● What to do
Write out the lines of the records below as a numbered list, skipping any blank lines. Leave the pictures out of your answer.
======== Extracted records ========
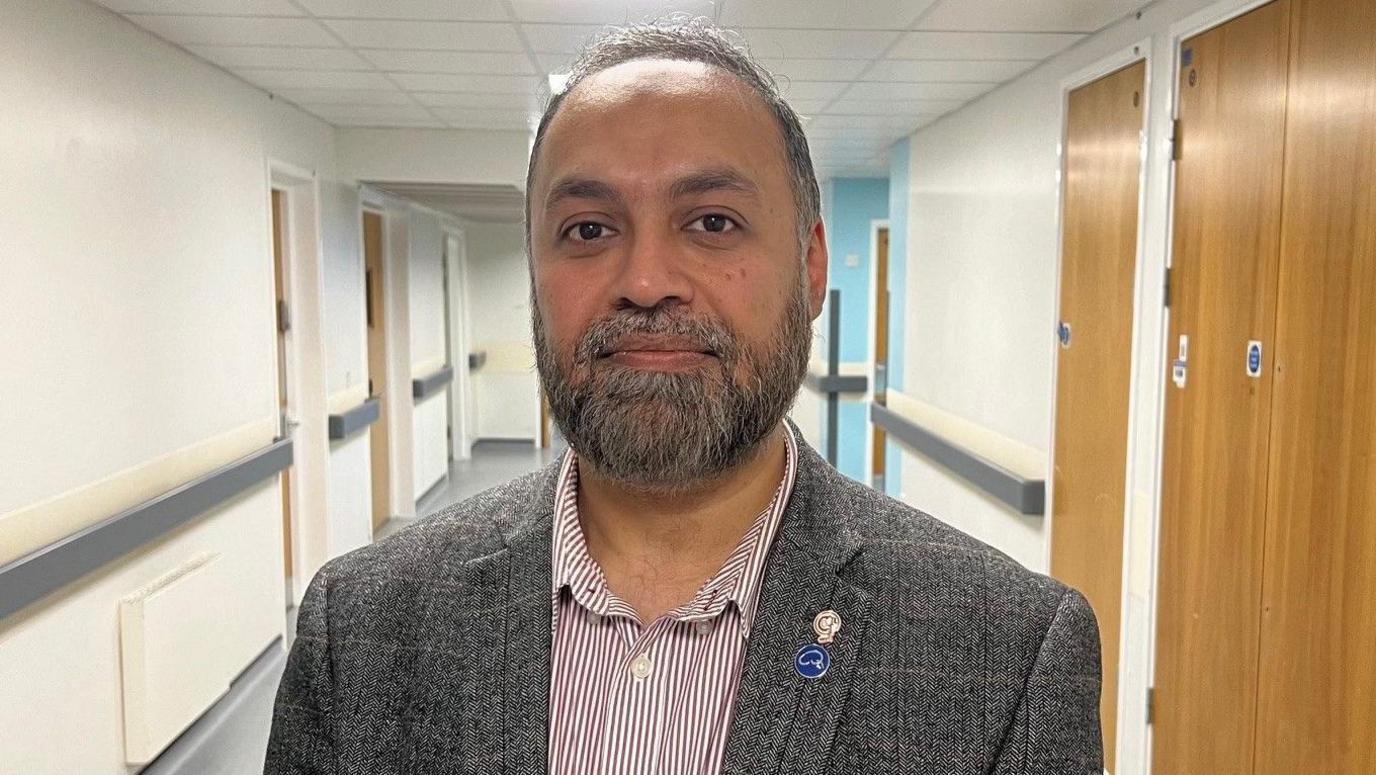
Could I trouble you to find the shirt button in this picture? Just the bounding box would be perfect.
[630,654,655,680]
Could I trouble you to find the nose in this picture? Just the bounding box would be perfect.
[612,225,694,310]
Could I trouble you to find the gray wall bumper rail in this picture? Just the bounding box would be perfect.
[0,438,292,618]
[802,372,870,394]
[330,395,381,440]
[870,403,1046,516]
[411,366,454,403]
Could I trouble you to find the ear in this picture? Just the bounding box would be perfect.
[804,219,828,319]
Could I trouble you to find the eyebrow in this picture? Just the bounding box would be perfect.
[669,167,760,200]
[545,167,760,211]
[545,178,621,211]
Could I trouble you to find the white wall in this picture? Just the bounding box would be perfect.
[407,206,449,498]
[464,223,539,439]
[337,128,530,189]
[0,0,345,772]
[901,0,1221,774]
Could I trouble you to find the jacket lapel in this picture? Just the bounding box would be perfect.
[445,460,560,775]
[724,440,870,775]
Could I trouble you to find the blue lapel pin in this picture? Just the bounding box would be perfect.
[793,610,841,679]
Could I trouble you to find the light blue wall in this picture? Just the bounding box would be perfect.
[883,138,912,497]
[821,178,892,483]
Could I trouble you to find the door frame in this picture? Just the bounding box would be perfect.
[443,224,473,460]
[864,217,893,487]
[1042,37,1160,769]
[266,157,330,606]
[1120,0,1274,772]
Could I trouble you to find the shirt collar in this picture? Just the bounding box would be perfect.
[552,425,798,637]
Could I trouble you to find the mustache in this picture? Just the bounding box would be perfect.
[574,310,739,366]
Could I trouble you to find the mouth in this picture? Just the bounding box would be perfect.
[597,336,717,370]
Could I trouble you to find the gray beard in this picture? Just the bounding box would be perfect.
[531,270,812,494]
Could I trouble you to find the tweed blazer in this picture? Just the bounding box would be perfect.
[266,426,1104,775]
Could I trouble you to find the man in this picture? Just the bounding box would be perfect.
[267,22,1102,775]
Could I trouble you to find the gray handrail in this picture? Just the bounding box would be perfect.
[330,395,383,440]
[411,366,454,403]
[0,438,292,619]
[870,403,1046,516]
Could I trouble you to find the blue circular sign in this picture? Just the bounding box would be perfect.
[793,643,831,679]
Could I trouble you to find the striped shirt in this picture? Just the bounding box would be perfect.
[549,431,798,775]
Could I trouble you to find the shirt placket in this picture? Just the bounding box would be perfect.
[599,615,673,775]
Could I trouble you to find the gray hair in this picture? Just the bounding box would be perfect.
[526,15,821,249]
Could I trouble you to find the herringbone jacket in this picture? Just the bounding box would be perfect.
[267,426,1104,775]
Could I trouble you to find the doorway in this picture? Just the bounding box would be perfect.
[1152,0,1376,775]
[866,220,889,493]
[268,189,294,586]
[1050,59,1146,771]
[363,209,392,534]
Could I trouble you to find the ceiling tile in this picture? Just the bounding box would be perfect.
[523,52,577,73]
[761,59,870,81]
[779,81,849,100]
[275,88,413,105]
[411,91,542,113]
[234,67,392,91]
[827,98,965,116]
[129,14,338,48]
[362,48,535,76]
[321,116,444,129]
[431,107,531,127]
[96,0,305,17]
[861,59,1040,83]
[392,73,548,95]
[721,0,933,30]
[914,0,1148,32]
[297,0,508,22]
[512,0,716,25]
[787,99,831,116]
[321,19,522,51]
[187,45,372,70]
[740,29,900,59]
[808,114,935,129]
[301,103,435,121]
[520,25,603,54]
[889,32,1084,59]
[846,81,998,102]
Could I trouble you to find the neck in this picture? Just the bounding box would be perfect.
[578,427,787,600]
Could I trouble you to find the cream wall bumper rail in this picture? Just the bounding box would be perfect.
[411,366,454,403]
[0,438,292,618]
[330,395,381,440]
[802,372,870,395]
[870,403,1046,515]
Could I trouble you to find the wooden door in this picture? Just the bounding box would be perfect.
[270,189,292,578]
[1256,0,1376,775]
[1051,62,1146,769]
[1152,0,1289,775]
[870,227,889,482]
[363,211,391,530]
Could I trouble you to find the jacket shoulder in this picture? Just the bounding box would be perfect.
[312,465,553,588]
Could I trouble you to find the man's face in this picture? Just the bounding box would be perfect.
[528,61,827,491]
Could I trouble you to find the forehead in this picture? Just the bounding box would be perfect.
[531,59,787,194]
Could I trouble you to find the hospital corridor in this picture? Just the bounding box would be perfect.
[0,0,1376,775]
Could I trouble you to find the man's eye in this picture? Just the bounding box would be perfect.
========
● Result of the exercise
1. Could I trouble you to find the shirt button in this picture? Just the bounding box would be perfect.
2. [630,654,655,680]
3. Could I trouble you to find the nose in this picture? Just the bounding box would be perfect.
4. [612,225,694,310]
5. Could I trouble you to find the gray wall bumper rail in this picture? Just the bounding box would be perfect.
6. [0,438,292,618]
7. [802,372,870,394]
8. [330,395,381,440]
9. [870,403,1046,516]
10. [411,366,454,403]
11. Could I trouble you to find the ear in this picture? Just the bounding box would be perfect.
12. [804,219,828,319]
13. Could I trouble you to find the eyebrow in this picture? Just the bounding box would be perfect.
14. [669,167,760,200]
15. [545,167,760,211]
16. [545,178,621,211]
17. Could I trouble you to find the white wall in this picture? Just the bounding box would be perfect.
18. [407,206,449,498]
19. [464,223,539,439]
20. [337,128,530,189]
21. [0,0,345,772]
22. [901,0,1221,774]
23. Could I trouble you to find the jacket lapel in this picture? Just the bounding box would be perfect.
24. [445,460,560,775]
25. [724,440,870,775]
26. Could I trouble you to find the blue lapel pin in this picture? Just the bounding box would be perfect.
27. [793,610,841,679]
28. Could I trouble you to find the light blue wall in this picture? Just the bounding box would be perfect.
29. [883,138,912,497]
30. [821,178,892,483]
31. Could I trouble you to find the door frame in this picture? Just the bounding box would be perfect.
32. [443,224,473,460]
33. [864,217,893,487]
34. [1042,37,1160,769]
35. [266,157,330,606]
36. [1120,0,1274,772]
37. Could I trouble you to find the shirt collar in this picture? Just the bounding box would be perfect.
38. [552,425,798,637]
39. Could I trouble you to find the mustache in this picture? Just the bounding box would be perfect.
40. [574,310,739,366]
41. Could I trouble you to find the mouth in this picture? Just the bounding box would be perfect.
42. [597,336,717,370]
43. Could I trouble you to find the gray beard in this picture? Just the bounding box would be perfect.
44. [531,270,812,494]
45. Could I trouble you to find the tweed blazer in this picture? Just the bounding box would be perfect.
46. [266,426,1104,775]
47. Could I trouble you to find the man in this picture? Just the bounding box would be perfect.
48. [267,22,1102,775]
49. Could I trouble you to find the gray handrail in this picture? Just the bounding box would be perfect.
50. [330,395,383,440]
51. [411,366,454,403]
52. [0,438,292,619]
53. [870,403,1046,516]
54. Could I trouble you to find the blue circular sign in this picture? Just the bounding box would be perfect.
55. [793,643,831,679]
56. Could I trouble you to find the striped shirt in this picture? Just the bounding box would be perfect.
57. [549,431,798,775]
58. Could I trouble you to find the shirt placket in this picture? Just the bounding box would be perfect.
59. [599,615,673,775]
60. Could I trouble you to find the gray hair in this picture? Just the bounding box would be perfect.
61. [526,15,821,249]
62. Could I trouble you to find the herringbone jacket in this picture? Just the bounding box would be perfect.
63. [267,426,1104,775]
64. Could I trouble you to find the doorway in this picture? Just the bounding box would be perfect.
65. [1152,0,1376,775]
66. [866,220,889,493]
67. [268,189,294,586]
68. [1050,59,1146,771]
69. [363,209,392,534]
70. Could I trouble you to find the ceiling tile in this picture? Just the bounding box would be perfect.
71. [523,52,577,73]
72. [761,59,870,81]
73. [779,81,849,100]
74. [275,88,413,105]
75. [411,91,542,113]
76. [234,67,392,91]
77. [827,98,965,116]
78. [129,14,338,48]
79. [362,48,535,76]
80. [321,116,444,129]
81. [431,107,531,127]
82. [96,0,305,17]
83. [861,59,1040,83]
84. [392,73,548,95]
85. [721,0,933,30]
86. [914,0,1148,32]
87. [297,0,508,22]
88. [512,0,716,25]
89. [787,99,831,116]
90. [321,19,522,51]
91. [187,45,372,70]
92. [740,29,900,59]
93. [808,114,935,129]
94. [301,103,435,121]
95. [520,25,603,54]
96. [889,32,1084,59]
97. [846,81,998,102]
98. Could I trouble you to find the neck in this picture? Just the bounding box would be perfect.
99. [578,427,787,600]
100. Could I trouble you to find the cream wall bumper rail in this picture? Just the bounding box would be perfect.
101. [411,366,454,403]
102. [0,438,292,618]
103. [330,395,381,440]
104. [802,372,870,395]
105. [870,403,1046,515]
106. Could I trouble you to find the wooden door in this picture? Just the bounding box would be perfect.
107. [270,189,292,578]
108. [1256,0,1376,775]
109. [1051,62,1146,769]
110. [1152,0,1289,775]
111. [870,227,889,482]
112. [363,211,391,530]
113. Could I trouble you to find the jacket shoulder in this picture? Just the bounding box would be perfect.
114. [312,465,553,588]
115. Could I trouble you to find the man's face in this picture? Just the bounding box would be perfect.
116. [528,61,827,491]
117. Could I trouble you to find the forehead in this picture? Just the bounding box would be perfect.
118. [531,59,787,194]
119. Could I trouble you to find the hospital corridor in this picture? Just the bounding box would be perfect.
120. [0,0,1376,775]
121. Could I trouble you to find the man's eye in this picture? Just the bounding box would be perfect.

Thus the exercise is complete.